▸ Objectif a
Recopiez à l'identique les entrées depuis la ligne qui contient « A point belongs on each instance of the military » jusqu'à la fin des entrées, ces deux bornes comprises.

En circuits courts : connaître les tendances de consommation pour mieux vendre

Circuits courts produits locaux
On observe actuellement une tendance à la double relocalisation de la consommation et de la production. (©Curios, Adobe Stock)

Sans surprise, l'inflation impacte fortement la consommation alimentaire, en 2023 comme 2022 : sur un an, elle grimpe de + 12,2 % et sur deux ans, de + 21 %. Avec, pour première conséquence, « la fragilisation d'une part croissante de la population », pointe William Guillo, chargé de mission "économie" à la chambre d'agriculture de Bretagne, pendant le forum des circuits courts(1)organisé par l'organisme du 11 au 13 juin 2024.

Et, par ricochet, une forte progression des marques de distributeurs premiers prix (+ 19,5 % en volume) et « le succès des marques qui entrent dans les circuits discount et/ou qui proposent des innovations à des prix proches ou inférieurs à ceux des MDD ». Un contexte qui explique le recul du bio, jugé trop cher, et du végétal.

Ainsi, la consommation alimentaire affiche un léger repli. Côté consommateurs, à l'image de la population française, ils vieillissent et leur nombre diminue, de même que la taille des foyers. « Ils sont de plus en plus zappeurs », poursuit William Guillo, les fidéliser devient plus compliqué. Pour contrôler leurs dépenses, ils diversifient les lieux d'achat, réduisent leur panier et limitent le gaspillage.

L'inflation impose de maîtriser les prix de vente

Par ailleurs, « ils passent moins de temps à cuisiner, le grignotage augmente » et ils mangent davantage à l'extérieur, en particulier les jeunes, avec un attrait marqué pour « le nomadisme et les cuisines d'ailleurs ». Bon à savoir pour les producteurs en circuits courts ! La fidélisation de la clientèle, la diversification des points de vente, l'offre de snacking et de produits portionnables (familles plus petites) sont autant de pistes de réflexion possibles.

Hors de l'alimentation, les Français compriment leurs achats dans le secteur de l'habillement, les sorties et « privilégient la seconde main ». Ces tendances de consommation, certes, sont macro-économiques et reflètent ce qu'il se passe en GMS, mais elles peuvent être utiles aux agriculteurs vendant en circuits courts. Le principal enseignement à en retirer étant, en effet, la nécessité de « maîtriser les prix de vente». 

Ce que confirme le deuxième observatoire de la consommation responsable ObSoCo, mené en 2023 pour l'année 2022. 43 % des personnes interrogées sont "obligées de contrôler leurs dépenses pour ne pas être à découvert en fin de mois". 16 % ne parviennent souvent pas à l'éviter et sont forcés de recourir au crédit ou de piocher dans leur épargne. Soit 59 % des sondés ayant des difficultés financières, comparé à 47 % deux ans plus tôt. 34 % "parviennent à boucler leur budget sans trop de contraintes" et 6 % "dépensent sans vérifier leurs comptes et sans jamais se retrouver à découvert".

▸ Objectif b
Poursuivez l'article sur les circuits courts et les tendances de consommation à partir du point où il s'arrête.

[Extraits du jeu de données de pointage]
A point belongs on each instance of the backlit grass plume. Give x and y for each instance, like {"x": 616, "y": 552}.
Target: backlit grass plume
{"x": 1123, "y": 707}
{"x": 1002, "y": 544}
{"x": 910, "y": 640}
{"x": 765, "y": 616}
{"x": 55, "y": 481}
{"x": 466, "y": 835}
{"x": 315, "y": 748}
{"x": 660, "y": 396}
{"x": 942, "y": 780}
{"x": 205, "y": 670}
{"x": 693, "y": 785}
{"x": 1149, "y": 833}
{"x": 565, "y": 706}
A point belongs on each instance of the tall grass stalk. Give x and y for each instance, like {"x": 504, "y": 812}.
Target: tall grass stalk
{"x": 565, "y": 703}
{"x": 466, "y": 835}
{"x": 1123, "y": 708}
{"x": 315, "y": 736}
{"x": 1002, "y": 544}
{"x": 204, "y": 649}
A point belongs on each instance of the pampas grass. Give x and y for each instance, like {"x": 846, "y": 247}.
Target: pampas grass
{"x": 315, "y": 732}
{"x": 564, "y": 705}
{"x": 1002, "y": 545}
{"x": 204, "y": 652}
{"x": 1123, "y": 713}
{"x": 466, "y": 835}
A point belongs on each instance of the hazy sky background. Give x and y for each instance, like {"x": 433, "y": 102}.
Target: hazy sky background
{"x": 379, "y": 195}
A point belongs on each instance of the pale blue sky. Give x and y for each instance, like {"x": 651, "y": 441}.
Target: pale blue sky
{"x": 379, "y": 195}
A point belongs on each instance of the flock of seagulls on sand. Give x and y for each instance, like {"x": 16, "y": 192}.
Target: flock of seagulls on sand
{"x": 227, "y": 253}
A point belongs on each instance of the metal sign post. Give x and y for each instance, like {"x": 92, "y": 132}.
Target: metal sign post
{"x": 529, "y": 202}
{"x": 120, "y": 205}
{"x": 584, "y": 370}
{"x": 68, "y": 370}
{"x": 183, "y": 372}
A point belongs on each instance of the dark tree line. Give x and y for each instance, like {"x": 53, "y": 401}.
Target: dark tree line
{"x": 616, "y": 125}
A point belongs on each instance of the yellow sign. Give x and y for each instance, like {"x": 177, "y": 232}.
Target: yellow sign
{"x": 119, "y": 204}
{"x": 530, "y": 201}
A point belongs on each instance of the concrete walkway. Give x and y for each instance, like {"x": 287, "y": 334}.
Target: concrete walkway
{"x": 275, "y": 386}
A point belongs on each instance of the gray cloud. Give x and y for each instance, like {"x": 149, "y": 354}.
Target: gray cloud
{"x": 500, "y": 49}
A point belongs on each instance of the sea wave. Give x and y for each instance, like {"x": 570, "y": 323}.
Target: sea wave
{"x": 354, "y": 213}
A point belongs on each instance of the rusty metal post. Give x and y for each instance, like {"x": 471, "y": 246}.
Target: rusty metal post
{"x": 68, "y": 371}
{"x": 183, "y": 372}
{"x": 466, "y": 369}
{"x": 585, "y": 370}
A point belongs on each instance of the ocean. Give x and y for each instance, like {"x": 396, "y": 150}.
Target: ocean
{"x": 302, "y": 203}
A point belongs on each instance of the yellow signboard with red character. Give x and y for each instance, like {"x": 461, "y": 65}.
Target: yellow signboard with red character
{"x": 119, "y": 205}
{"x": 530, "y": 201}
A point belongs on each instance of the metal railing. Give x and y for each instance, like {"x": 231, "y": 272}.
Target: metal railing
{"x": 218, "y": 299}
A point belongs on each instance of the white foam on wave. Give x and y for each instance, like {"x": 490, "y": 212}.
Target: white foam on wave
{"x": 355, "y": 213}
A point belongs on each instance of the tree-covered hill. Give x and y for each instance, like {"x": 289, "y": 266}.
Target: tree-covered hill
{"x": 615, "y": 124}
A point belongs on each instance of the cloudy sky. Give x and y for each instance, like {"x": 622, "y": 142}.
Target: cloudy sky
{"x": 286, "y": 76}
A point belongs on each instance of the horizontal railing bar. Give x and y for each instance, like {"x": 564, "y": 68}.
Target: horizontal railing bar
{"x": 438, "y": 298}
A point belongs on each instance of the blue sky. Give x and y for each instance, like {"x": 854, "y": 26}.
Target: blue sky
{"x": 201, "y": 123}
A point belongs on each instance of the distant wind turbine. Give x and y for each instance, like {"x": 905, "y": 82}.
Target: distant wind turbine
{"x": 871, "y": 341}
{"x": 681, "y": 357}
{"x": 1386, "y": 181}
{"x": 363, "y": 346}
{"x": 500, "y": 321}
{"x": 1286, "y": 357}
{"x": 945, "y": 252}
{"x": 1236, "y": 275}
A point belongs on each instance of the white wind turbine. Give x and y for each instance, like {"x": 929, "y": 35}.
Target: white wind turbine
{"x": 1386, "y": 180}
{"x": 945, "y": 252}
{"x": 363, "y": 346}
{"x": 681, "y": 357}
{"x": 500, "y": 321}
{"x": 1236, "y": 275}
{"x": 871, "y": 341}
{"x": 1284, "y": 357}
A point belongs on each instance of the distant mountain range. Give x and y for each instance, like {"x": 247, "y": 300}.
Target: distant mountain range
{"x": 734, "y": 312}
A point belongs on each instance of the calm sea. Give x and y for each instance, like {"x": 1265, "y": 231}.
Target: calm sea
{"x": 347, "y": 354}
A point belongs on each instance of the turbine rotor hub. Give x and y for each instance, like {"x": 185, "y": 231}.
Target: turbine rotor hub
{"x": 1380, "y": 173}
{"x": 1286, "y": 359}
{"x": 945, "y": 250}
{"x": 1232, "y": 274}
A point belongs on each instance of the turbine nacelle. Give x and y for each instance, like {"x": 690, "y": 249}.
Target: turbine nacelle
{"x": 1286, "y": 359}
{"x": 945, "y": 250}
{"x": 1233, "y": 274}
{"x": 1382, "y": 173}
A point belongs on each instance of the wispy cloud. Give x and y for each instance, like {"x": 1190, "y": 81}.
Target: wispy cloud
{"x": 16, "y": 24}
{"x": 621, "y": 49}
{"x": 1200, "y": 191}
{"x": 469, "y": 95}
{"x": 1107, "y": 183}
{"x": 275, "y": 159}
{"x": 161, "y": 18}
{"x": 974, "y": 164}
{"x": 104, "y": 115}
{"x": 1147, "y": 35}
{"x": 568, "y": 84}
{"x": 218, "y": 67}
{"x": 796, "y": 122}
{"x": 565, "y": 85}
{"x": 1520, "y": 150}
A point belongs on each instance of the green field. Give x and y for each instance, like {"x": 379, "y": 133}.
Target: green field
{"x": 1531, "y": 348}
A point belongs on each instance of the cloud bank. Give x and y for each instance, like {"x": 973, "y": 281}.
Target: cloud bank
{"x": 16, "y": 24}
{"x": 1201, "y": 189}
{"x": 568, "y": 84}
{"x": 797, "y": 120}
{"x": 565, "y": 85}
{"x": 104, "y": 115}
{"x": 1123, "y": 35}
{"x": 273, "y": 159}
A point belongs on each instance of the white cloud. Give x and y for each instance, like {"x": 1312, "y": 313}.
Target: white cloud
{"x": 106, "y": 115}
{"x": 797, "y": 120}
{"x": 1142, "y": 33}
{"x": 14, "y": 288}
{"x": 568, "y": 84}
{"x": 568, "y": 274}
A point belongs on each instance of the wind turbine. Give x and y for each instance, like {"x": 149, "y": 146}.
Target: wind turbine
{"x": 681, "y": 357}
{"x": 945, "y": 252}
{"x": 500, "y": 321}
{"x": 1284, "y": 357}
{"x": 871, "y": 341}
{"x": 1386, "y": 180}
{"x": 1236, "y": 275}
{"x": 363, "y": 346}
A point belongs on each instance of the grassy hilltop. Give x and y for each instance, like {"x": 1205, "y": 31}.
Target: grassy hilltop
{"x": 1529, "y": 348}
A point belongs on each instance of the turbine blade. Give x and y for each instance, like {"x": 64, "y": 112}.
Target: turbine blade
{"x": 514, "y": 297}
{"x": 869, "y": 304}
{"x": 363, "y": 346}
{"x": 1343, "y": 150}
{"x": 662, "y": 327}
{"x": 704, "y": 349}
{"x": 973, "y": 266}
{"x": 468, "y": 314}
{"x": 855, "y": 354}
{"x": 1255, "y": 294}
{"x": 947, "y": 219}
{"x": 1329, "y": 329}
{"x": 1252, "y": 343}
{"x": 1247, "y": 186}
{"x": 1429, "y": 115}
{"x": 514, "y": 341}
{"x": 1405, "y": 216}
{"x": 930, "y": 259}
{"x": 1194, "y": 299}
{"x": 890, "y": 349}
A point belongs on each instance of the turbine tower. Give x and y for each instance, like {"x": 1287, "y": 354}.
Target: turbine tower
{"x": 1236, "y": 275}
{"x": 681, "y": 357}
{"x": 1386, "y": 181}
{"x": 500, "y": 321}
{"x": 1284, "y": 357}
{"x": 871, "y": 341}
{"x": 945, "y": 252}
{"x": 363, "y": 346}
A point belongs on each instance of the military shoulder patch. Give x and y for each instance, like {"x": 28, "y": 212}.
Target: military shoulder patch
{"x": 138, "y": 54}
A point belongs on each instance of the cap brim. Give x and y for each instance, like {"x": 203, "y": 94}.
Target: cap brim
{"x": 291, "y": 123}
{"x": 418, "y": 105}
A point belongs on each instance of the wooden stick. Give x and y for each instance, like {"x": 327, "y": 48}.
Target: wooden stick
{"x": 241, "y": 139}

▸ Réponse finale a
A point belongs on each instance of the military shoulder patch. Give x and y for each instance, like {"x": 28, "y": 212}.
Target: military shoulder patch
{"x": 138, "y": 54}
A point belongs on each instance of the cap brim. Give x and y for each instance, like {"x": 203, "y": 94}.
Target: cap brim
{"x": 291, "y": 123}
{"x": 418, "y": 105}
A point belongs on each instance of the wooden stick. Give x and y for each instance, like {"x": 327, "y": 48}.
Target: wooden stick
{"x": 241, "y": 139}

▸ Réponse finale b
Acheter responsable = local en circuits courts

À noter également : l'environnement, même s'il perd trois points entre 2019 et 2022, reste une préoccupation majeure pour 73 % des répondants. « 56 % considèrent même la situation très préoccupante et appellent à un changement radical dans l'organisation de l'économie et de la société. » Autrement dit : « à consommer moins mais mieux. » Une « sobriété contrainte » pour les plus bas salaires, mais « choisie pour 65 % de nos concitoyens », fait remarquer William Guillo. 

Par ailleurs, lorsqu'on leur demande ce que signifie, pour eux, consommer de façon responsable, 43 % répondent "acheter des produits locaux en circuits courts ou s'approvisionner en direct chez les producteurs". Il y a donc une double relocalisation de la consommation et de la production. Pour 30 %, il s'agit plutôt d'une stratégie de gestion/optimisation de la consommation pour diminuer le gaspillage alimentaire, les déchets, les emballages.

Pourcentage similaire d'éco-responsables, aux achats écologiques, de saison et bio (moins de pesticides) ; comme de consommateurs pour lesquels cette notion de responsabilité implique de réorienter les besoins pour satisfaire les plus essentiels, luttant ainsi contre la surconsommation. Ce potentiel de consommation responsable, les exploitations agricoles en circuits courts doivent en tenir compte. « C'est même une opportunité, la demande étant supérieure au marché actuel », appuie le conseiller de la chambre d'agriculture.

La rémunération des producteurs n'est pas l'une des premières préoccupations

À l'inverse, seuls 10 % des participants de cette enquête l'associent à la qualité et la santé (produits naturels, sans additif...). Aussi étonnant : 7 % seulement pensent qu'elle amène à optimiser le pouvoir d'achat, afin de "pouvoir acheter plus ou moins cher". Que 4 % malheureusement ont en tête l'aspect social, la rémunération des agriculteurs et leurs conditions de travail entre autres. Une proportion identique évoque la durabilité : occasion, seconde main, réutilisation, réparation, recherche de produits résistants. Pour 2 %, cette responsabilité va de pair avec le rejet du modèle industriel mondialisé : les grands groupes sont "boycottés" au profit de l'autoproduction et autoconsommation.

Pour autant, consommer responsable s'avère "difficile" pour 60 % des Français, parce que 89 % notamment disent devoir "être plus attentifs aux prix depuis un an". Quelles répercussions pour les fermes en circuits courts ? « S'observent principalement des attentes en matière d'action, pour faciliter les achats responsables et les rendre accessibles financièrement, bien plus que sur la communication », met en avant William Guillo. Il faut que cette dernière soit « prudente, précise et sincère », ajoute-t-il. « Trop de consommateurs se sentent trompés dans ce domaine par les grosses entreprises. » Une « opportunité » là encore pour les exploitants agricoles, pour « aider à choisir parmi une offre pléthorique ».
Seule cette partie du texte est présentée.